::: Records shown :::

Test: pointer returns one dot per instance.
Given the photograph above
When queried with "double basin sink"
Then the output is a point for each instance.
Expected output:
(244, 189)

:::

### Stated task
Please gather every line of the data above that contains the word "instance", and copy each one. Case counts.

### Solution for this task
Test: pointer returns one dot per instance.
Then the output is a point for each instance.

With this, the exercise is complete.